Petunjuk Latihan –
1: Salin ulang bagian teks tentang pabrik minyak sawit merah, mulai dari kata-kata yang memuat "Diakuinya, saat sebelum" dan berhenti setelah "lebih baik lagi.".
2: Jawab pertanyaan berikut berdasarkan teks tentang pabrik minyak sawit merah.
(a) Di lokasi mana saja piloting pembangunan pabrik pengolahan minyak sawit merah akan dilakukan?
(b) Siapa saja yang dilibatkan dalam gugus tugas pembangunan pabrik minyak sawit merah?
(c) Menurut Teten, soal apa yang tak harus membuat para petani pusing lagi?

Teks Hasil Ekstraksi –
····················
Teten mengungkapkan, akan ada piloting pembangunan pabrik pengolahan minyak sawit merah di sejumlah lokasi, antara lain Kalimantan Tengah, Riau, dan Jambi. Termasuk membentuk gugus tugas pembangunan pabrik minyak sawit merah yang melibatkan KemenKopUKM, LPDB-KUMKM, BPDPKS, serta asosiasi dan organisasi petani.

Tujuannya adalah untuk mewujudkan keinginan petani sawit menjadi bagian supply chain minyak goreng di dalam negeri sehingga bisa meningkatkan kesejahteraan petani sawit.

“Jadi para petani tak harus pusing lagi di mana menjual buah tandan segar (TBS) sawit,” kata Teten. 

Diakuinya, saat sebelum pandemi COVID-19 melalui program korporatisasi petani salah satunya yang menjadi sasaran adalah petani sawit agar kesejahteraan mereka bisa menjadi lebih baik lagi.
····················
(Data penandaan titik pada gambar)
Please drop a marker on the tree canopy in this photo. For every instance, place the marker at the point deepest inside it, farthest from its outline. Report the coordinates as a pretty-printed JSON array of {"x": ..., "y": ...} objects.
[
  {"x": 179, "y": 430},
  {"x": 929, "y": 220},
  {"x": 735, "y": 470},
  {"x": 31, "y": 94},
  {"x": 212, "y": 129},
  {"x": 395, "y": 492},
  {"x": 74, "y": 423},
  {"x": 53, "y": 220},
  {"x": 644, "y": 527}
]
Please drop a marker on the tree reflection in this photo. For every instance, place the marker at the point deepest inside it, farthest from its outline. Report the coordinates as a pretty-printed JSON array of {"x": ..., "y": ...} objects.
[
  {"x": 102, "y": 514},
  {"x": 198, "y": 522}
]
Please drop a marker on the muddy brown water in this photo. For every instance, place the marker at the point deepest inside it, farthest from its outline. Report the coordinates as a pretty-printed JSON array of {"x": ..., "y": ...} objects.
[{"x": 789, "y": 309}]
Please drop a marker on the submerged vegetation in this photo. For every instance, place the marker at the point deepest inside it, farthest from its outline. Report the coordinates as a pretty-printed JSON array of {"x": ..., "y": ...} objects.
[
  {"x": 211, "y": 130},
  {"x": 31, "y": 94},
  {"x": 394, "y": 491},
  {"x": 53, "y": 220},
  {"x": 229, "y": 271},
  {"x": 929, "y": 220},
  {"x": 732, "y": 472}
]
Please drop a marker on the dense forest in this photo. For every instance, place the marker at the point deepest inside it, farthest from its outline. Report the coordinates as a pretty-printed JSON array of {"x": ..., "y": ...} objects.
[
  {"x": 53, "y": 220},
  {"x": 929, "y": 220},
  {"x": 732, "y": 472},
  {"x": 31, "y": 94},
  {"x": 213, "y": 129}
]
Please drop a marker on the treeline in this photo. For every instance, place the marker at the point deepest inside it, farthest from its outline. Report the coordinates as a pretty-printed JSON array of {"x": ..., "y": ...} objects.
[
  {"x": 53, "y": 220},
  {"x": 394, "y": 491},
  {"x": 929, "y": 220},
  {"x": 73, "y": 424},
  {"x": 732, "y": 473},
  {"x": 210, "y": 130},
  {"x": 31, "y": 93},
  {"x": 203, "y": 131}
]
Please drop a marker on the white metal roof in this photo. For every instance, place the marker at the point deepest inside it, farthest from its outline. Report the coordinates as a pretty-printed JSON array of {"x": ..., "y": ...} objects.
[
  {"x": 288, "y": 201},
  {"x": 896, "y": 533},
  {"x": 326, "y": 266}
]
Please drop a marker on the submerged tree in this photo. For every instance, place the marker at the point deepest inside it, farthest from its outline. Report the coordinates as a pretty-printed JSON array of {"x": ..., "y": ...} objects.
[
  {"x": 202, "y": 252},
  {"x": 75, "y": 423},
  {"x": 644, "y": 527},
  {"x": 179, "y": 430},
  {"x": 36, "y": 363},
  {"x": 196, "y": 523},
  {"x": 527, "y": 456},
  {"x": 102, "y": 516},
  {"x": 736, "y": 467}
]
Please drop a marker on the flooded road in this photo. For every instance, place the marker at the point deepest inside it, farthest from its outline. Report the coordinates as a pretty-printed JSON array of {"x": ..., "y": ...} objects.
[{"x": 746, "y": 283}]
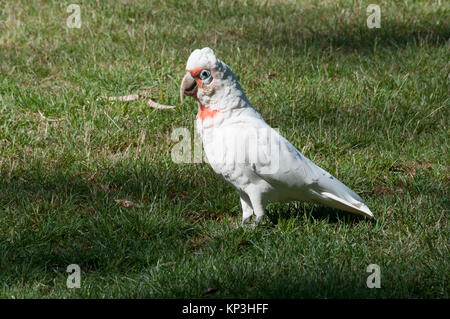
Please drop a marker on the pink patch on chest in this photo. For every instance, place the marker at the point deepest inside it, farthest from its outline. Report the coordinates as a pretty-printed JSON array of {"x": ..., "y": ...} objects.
[{"x": 205, "y": 112}]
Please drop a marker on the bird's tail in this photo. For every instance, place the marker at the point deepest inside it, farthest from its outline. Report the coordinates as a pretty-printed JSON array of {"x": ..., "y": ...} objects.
[{"x": 355, "y": 206}]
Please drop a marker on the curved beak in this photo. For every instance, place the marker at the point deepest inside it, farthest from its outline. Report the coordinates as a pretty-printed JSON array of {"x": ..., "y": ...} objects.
[{"x": 188, "y": 86}]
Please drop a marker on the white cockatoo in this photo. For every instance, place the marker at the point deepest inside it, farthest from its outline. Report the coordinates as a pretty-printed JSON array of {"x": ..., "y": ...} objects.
[{"x": 241, "y": 147}]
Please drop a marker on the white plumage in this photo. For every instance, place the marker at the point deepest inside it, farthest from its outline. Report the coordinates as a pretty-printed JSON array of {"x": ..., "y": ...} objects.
[{"x": 241, "y": 147}]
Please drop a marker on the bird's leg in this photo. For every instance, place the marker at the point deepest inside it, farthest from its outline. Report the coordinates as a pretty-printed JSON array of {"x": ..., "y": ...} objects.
[
  {"x": 258, "y": 208},
  {"x": 247, "y": 210}
]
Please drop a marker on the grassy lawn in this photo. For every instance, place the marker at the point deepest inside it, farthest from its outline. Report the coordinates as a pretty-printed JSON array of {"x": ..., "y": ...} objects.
[{"x": 371, "y": 106}]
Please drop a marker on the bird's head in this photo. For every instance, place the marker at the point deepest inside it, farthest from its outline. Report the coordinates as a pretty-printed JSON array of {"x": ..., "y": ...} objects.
[{"x": 211, "y": 82}]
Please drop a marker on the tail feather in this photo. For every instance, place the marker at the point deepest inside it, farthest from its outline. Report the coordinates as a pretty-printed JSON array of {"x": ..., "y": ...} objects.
[{"x": 356, "y": 207}]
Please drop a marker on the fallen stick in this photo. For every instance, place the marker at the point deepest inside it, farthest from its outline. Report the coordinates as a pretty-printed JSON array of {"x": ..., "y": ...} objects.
[{"x": 134, "y": 97}]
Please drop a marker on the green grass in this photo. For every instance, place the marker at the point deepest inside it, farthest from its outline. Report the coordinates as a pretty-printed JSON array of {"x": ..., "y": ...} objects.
[{"x": 368, "y": 105}]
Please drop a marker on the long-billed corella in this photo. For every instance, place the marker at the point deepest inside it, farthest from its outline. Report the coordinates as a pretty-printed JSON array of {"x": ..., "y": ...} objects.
[{"x": 241, "y": 147}]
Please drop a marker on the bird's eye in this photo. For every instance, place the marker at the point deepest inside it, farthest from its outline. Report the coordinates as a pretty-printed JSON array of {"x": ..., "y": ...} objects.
[{"x": 205, "y": 76}]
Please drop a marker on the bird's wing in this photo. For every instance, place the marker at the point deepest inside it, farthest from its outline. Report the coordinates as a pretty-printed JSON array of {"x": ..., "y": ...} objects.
[{"x": 298, "y": 177}]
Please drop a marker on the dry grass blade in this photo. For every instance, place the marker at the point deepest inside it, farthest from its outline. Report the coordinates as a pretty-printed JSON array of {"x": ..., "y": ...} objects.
[{"x": 134, "y": 97}]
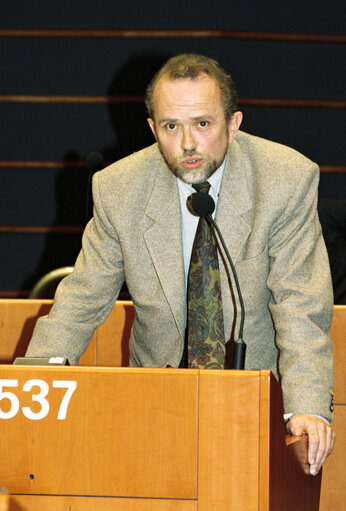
····················
Jawaban Tugas –
1:
Diakuinya, saat sebelum pandemi COVID-19 melalui program korporatisasi petani salah satunya yang menjadi sasaran adalah petani sawit agar kesejahteraan mereka bisa menjadi lebih baik lagi.

2:
(a) Kalimantan Tengah, Riau, dan Jambi.
(b) KemenKopUKM, LPDB-KUMKM, BPDPKS, serta asosiasi dan organisasi petani.
(c) Di mana menjual buah tandan segar (TBS) sawit.